**Stored data entries**:
**********
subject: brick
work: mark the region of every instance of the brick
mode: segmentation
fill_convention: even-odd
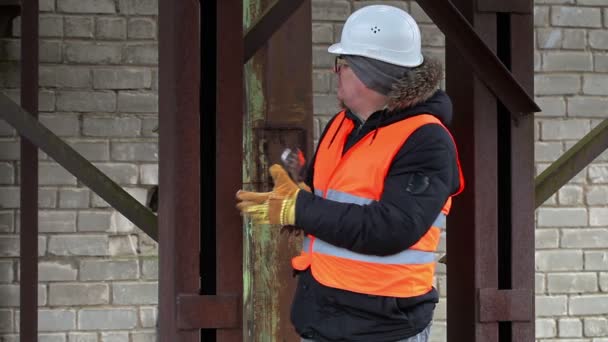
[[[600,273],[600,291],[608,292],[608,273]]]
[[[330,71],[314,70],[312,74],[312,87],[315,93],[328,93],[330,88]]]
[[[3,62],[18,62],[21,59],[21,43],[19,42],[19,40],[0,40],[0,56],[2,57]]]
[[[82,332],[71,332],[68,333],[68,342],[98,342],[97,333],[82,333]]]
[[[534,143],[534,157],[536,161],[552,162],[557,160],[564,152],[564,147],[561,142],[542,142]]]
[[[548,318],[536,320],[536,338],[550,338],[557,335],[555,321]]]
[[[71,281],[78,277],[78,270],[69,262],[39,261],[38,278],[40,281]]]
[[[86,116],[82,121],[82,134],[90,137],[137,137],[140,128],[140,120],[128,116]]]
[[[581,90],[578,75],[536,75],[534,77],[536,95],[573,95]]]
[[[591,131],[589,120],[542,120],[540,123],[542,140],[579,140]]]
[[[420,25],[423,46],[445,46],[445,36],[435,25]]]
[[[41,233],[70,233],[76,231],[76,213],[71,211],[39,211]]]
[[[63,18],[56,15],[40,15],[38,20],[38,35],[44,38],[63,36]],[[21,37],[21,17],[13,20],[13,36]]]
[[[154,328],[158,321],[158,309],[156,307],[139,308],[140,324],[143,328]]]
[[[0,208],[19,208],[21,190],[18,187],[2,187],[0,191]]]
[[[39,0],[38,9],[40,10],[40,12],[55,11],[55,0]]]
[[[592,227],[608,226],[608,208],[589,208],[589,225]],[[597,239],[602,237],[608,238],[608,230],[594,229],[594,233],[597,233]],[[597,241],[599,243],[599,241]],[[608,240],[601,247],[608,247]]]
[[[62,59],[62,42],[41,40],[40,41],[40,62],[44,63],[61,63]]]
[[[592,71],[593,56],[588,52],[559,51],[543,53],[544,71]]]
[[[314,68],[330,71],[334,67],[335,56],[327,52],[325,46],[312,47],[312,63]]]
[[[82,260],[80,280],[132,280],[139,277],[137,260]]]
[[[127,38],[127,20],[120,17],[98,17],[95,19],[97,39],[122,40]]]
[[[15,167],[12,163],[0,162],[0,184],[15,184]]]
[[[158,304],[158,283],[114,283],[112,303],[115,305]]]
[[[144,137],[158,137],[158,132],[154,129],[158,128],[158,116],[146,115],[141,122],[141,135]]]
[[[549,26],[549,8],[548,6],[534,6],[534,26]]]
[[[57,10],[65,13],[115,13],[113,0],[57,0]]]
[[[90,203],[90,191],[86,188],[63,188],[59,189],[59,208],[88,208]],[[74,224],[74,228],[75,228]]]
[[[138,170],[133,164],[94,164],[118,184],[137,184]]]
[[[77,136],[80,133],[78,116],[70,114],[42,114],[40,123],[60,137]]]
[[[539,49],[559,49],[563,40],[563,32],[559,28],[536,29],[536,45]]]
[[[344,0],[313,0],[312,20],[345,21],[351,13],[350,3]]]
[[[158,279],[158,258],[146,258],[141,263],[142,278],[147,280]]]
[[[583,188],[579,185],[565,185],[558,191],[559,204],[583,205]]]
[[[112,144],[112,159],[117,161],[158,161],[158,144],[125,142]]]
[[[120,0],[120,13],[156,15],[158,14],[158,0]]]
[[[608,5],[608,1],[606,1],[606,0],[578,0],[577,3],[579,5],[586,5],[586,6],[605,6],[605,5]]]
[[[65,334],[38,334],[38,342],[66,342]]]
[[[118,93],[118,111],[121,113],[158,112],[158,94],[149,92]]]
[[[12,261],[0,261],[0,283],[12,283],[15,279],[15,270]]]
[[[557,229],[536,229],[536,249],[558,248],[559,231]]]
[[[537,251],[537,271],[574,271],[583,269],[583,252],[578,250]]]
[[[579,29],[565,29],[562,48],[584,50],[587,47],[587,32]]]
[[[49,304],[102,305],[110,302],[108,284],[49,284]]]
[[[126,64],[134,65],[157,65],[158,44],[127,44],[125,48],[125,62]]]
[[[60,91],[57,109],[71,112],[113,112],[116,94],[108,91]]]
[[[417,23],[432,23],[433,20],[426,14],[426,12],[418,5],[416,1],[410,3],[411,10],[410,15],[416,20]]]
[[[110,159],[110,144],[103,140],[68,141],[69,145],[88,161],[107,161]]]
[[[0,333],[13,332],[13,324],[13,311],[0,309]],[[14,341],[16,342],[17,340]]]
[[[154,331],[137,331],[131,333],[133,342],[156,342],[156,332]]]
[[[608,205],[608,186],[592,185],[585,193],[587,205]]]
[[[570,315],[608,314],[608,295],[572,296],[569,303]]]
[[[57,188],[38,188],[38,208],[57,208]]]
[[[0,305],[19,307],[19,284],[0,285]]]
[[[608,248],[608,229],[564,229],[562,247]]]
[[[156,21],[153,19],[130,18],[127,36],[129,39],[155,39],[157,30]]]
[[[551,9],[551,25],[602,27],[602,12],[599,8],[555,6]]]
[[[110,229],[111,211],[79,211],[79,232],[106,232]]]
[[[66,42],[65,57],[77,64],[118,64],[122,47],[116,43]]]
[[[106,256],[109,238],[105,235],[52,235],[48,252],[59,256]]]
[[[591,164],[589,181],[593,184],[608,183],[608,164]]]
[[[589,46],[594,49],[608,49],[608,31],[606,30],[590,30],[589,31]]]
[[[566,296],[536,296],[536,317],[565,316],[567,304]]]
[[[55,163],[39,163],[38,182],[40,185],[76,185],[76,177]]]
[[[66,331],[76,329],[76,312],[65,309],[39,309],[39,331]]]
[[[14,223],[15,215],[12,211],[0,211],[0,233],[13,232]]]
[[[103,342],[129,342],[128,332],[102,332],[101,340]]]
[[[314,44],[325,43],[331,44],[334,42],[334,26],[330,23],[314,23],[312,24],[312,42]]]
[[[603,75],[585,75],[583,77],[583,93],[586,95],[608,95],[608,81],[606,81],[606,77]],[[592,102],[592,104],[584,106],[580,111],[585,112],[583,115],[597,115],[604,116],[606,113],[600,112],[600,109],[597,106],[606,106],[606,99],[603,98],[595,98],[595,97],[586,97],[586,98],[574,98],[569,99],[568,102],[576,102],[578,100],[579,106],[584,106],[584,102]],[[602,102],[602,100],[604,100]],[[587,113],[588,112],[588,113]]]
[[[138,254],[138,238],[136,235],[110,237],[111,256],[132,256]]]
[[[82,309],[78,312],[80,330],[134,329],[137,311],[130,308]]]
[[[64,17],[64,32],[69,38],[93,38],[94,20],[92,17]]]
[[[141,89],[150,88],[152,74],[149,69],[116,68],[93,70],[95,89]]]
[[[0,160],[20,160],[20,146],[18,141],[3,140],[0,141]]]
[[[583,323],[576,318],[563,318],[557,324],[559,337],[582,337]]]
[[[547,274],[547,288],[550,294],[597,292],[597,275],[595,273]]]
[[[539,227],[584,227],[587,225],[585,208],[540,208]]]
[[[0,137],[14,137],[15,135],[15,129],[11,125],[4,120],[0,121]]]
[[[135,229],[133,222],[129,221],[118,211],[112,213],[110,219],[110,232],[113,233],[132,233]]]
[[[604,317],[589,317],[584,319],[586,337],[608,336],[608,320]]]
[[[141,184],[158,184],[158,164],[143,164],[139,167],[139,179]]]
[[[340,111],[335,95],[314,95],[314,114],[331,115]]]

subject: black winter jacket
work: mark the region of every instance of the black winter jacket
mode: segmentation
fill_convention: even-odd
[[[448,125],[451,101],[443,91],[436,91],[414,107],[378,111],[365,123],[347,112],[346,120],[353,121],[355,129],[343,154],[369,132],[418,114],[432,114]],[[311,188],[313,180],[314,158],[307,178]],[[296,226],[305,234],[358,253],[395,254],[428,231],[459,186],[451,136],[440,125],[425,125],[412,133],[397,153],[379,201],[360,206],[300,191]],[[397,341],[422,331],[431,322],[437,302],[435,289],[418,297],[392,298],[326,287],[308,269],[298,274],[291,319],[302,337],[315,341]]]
**********
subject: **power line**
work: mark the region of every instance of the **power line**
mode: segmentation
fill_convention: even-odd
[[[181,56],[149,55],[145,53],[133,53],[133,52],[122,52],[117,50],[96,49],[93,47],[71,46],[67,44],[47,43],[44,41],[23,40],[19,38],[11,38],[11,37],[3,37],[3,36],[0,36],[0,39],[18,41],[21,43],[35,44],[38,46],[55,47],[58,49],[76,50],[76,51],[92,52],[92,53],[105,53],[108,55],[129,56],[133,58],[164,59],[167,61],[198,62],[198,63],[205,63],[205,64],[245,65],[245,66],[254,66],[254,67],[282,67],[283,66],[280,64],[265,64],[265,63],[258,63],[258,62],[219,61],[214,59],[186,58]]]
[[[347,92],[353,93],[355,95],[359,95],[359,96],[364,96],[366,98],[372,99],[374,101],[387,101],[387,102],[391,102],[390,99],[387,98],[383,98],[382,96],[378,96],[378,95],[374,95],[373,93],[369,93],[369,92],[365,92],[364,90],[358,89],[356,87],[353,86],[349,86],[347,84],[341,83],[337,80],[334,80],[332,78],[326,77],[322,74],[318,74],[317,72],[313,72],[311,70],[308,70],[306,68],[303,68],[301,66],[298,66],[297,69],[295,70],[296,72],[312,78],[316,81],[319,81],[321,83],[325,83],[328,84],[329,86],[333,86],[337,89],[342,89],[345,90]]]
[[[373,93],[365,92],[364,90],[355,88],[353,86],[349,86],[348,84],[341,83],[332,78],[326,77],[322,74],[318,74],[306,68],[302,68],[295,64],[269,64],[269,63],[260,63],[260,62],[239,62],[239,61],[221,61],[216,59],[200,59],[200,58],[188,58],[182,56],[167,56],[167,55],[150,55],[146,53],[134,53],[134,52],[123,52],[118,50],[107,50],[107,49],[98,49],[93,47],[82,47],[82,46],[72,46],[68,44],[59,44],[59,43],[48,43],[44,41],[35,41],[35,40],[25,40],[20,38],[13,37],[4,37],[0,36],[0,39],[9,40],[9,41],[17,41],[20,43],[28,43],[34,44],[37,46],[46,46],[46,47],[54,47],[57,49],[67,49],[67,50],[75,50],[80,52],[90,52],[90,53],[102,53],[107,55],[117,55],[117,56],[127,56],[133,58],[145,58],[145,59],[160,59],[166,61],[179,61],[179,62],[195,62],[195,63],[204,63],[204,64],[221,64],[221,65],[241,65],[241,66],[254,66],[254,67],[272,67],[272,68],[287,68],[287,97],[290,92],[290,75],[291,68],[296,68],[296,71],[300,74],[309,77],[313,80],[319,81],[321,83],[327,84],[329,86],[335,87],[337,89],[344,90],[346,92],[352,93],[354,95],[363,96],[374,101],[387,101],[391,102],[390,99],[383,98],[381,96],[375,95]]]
**********
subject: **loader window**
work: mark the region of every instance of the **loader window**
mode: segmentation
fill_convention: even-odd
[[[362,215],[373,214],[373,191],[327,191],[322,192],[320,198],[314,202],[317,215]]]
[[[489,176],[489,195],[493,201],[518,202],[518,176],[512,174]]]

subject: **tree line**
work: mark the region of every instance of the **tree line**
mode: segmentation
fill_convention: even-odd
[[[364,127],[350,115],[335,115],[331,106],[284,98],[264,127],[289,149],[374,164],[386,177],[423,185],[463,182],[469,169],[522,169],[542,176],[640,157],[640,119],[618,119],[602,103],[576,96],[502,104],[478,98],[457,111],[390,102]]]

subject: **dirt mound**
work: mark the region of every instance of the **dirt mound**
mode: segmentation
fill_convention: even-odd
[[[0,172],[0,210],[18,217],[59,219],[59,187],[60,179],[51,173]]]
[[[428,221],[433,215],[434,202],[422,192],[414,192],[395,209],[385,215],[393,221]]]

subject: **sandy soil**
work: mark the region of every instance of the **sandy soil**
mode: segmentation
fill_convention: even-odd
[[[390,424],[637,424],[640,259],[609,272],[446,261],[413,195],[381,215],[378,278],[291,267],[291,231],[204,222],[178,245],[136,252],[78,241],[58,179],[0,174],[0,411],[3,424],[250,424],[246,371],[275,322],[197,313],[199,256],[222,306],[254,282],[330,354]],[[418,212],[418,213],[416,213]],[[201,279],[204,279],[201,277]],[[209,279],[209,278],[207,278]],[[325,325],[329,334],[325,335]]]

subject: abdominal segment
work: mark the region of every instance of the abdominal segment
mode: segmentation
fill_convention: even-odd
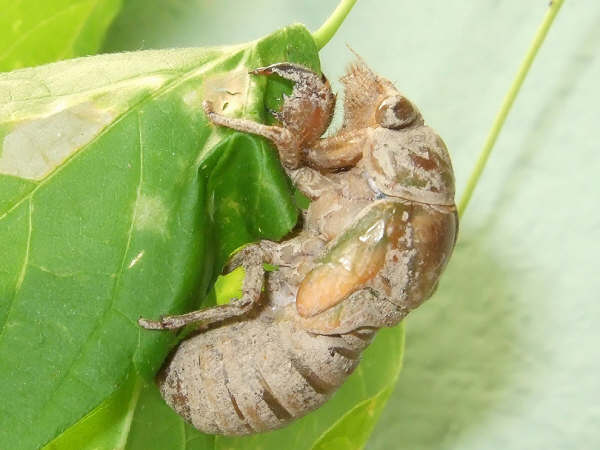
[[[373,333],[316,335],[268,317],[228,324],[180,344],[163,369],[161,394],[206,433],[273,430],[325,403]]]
**********
**Task**: Your answer should be only the number of lines in the records that hold the word "winter".

**Answer to the problem**: 2